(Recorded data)

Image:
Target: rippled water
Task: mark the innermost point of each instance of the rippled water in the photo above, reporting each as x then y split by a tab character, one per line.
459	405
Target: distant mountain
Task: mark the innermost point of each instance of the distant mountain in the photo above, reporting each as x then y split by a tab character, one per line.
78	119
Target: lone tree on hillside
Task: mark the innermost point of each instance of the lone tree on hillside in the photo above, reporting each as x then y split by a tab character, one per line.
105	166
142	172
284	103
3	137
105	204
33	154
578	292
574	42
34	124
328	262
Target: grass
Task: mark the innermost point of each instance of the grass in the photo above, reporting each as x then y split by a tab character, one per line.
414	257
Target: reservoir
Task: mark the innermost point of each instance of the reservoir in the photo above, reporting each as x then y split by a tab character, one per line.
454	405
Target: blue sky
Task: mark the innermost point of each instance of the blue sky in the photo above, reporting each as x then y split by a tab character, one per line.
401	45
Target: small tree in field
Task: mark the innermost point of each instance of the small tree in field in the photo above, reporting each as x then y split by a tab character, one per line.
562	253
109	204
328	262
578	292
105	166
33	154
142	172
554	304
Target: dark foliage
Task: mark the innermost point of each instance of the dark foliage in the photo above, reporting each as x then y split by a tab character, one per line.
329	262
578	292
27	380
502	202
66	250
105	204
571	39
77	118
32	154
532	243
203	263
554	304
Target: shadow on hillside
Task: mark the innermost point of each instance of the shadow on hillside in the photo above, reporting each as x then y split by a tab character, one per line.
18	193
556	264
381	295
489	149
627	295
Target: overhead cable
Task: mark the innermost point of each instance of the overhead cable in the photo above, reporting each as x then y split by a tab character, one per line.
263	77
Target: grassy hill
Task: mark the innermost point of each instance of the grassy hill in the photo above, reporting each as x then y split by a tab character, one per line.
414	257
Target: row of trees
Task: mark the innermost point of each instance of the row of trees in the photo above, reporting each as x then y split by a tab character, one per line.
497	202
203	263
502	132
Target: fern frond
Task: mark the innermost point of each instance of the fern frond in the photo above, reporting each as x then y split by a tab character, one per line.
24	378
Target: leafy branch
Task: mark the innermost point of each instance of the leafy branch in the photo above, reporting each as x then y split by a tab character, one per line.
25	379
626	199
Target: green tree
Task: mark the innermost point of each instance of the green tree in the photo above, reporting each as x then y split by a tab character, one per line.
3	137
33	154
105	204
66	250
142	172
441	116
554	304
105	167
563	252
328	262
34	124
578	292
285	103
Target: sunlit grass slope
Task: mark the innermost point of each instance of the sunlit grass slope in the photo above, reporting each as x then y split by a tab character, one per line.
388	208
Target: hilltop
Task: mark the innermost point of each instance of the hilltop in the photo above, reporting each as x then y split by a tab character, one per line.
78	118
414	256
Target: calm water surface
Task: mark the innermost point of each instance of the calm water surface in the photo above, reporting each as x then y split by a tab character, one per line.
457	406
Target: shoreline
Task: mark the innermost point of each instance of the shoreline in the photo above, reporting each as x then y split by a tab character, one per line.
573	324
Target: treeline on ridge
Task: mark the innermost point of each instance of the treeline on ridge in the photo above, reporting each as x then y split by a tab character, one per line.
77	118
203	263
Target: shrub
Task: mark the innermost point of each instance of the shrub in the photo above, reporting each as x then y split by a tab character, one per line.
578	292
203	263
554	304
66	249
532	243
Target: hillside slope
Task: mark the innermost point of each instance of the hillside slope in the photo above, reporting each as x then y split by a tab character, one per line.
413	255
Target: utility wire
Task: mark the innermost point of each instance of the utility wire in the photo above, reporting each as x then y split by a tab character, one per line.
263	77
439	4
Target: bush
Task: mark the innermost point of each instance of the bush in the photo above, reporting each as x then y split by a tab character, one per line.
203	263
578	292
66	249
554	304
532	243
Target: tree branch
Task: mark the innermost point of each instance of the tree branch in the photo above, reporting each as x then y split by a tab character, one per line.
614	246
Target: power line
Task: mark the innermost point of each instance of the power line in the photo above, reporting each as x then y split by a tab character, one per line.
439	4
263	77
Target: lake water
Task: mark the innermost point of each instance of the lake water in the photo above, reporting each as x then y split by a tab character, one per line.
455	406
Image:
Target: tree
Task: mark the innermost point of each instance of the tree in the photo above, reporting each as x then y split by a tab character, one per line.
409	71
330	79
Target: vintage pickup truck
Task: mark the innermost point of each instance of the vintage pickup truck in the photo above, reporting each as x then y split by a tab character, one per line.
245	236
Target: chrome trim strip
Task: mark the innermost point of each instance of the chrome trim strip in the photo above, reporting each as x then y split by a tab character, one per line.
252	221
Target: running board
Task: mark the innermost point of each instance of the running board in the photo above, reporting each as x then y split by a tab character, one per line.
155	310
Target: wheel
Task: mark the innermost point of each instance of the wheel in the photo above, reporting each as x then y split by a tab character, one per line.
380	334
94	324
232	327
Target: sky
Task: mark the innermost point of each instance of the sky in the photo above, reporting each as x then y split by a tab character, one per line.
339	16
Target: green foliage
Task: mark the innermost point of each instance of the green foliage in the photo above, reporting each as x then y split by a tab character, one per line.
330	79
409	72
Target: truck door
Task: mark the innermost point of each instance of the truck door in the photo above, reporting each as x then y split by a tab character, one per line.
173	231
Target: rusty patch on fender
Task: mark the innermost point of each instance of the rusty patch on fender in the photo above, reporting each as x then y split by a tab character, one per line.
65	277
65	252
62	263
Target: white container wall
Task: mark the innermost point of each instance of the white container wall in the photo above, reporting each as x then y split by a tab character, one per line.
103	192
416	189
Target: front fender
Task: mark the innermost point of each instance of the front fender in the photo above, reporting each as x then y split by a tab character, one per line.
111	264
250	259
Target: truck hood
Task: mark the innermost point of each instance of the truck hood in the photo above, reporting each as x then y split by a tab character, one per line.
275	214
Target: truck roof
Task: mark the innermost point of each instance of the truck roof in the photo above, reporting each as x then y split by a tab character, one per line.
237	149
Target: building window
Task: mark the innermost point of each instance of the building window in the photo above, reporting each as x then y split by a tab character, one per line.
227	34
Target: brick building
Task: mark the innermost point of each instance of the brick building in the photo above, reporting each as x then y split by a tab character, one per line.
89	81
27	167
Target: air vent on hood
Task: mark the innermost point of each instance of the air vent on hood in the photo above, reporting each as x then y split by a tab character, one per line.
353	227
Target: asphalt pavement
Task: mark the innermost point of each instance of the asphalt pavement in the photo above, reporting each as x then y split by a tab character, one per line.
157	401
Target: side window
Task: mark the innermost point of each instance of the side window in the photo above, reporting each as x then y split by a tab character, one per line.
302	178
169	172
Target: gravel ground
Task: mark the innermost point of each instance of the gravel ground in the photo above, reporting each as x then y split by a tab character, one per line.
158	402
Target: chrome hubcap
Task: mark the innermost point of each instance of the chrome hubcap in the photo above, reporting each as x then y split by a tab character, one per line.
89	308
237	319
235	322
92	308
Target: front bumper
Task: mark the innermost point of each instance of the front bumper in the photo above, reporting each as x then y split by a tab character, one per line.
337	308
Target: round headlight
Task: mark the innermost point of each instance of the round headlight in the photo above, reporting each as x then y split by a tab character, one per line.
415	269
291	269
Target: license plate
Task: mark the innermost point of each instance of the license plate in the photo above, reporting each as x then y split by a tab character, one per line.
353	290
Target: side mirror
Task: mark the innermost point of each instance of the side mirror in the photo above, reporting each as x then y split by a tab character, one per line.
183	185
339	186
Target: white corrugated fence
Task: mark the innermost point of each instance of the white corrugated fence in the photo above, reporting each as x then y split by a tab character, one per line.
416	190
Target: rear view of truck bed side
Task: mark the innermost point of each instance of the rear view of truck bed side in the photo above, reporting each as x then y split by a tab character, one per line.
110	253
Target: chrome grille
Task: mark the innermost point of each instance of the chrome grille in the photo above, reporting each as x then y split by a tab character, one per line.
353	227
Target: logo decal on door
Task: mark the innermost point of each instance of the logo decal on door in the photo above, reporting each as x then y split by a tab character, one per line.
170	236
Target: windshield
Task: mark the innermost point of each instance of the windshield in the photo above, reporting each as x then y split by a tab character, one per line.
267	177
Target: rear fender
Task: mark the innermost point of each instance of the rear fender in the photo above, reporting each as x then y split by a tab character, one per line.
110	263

*EXERCISE BRIEF*:
Keeping every character as it is, restate the lines above that run from the line with "Target: sunlit grass slope" through the line with "Target: hilltop", both included, and nothing else.

*RESULT OF THE TASK*:
Target: sunlit grass slope
Task: mark the innermost point of each instance of the sunlit grass slope in the photo above, reporting each as x then y split by a tab character, one per line.
388	208
Target: hilltop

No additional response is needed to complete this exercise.